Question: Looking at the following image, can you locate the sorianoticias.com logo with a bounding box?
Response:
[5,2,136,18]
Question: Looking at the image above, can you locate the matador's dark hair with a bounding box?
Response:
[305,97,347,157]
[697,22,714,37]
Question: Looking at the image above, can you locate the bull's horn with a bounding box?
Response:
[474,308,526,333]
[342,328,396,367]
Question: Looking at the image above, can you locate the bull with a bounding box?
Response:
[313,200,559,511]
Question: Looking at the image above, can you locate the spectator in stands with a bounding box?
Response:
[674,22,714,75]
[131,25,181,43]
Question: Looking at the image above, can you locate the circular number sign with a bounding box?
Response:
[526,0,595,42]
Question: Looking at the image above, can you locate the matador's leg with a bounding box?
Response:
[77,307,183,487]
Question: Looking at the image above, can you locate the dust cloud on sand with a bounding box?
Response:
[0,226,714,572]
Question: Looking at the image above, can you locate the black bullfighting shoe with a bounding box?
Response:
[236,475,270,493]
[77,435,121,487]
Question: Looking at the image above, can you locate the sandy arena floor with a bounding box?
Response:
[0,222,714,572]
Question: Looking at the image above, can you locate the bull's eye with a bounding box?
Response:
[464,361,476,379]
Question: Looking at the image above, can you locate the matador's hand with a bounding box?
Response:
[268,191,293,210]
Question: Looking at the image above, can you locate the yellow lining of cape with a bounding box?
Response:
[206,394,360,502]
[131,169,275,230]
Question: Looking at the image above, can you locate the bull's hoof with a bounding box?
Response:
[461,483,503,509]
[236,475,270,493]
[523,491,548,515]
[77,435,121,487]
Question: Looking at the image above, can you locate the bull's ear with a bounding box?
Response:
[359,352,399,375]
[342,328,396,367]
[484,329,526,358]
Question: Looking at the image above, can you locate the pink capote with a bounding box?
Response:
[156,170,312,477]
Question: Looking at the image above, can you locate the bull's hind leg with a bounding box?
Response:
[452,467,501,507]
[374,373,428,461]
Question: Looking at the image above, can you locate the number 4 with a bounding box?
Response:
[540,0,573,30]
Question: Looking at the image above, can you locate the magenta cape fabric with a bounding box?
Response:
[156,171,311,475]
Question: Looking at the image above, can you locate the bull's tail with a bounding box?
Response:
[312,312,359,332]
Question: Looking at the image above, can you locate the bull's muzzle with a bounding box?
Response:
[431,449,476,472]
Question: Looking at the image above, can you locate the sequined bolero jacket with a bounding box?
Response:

*Task statement*: Which lines of the rows above contain the string "matador"? Show each of them in full, counting only matches with the same case.

*Solution to this exercise*:
Question: Looking at the image above, can you locate the matador's dark hair with a bounding box?
Question: Looking at the image above, can you locate the matador's leg with a bounding box?
Question: Looking at the image above, can you locate the matador's hand with a bounding box?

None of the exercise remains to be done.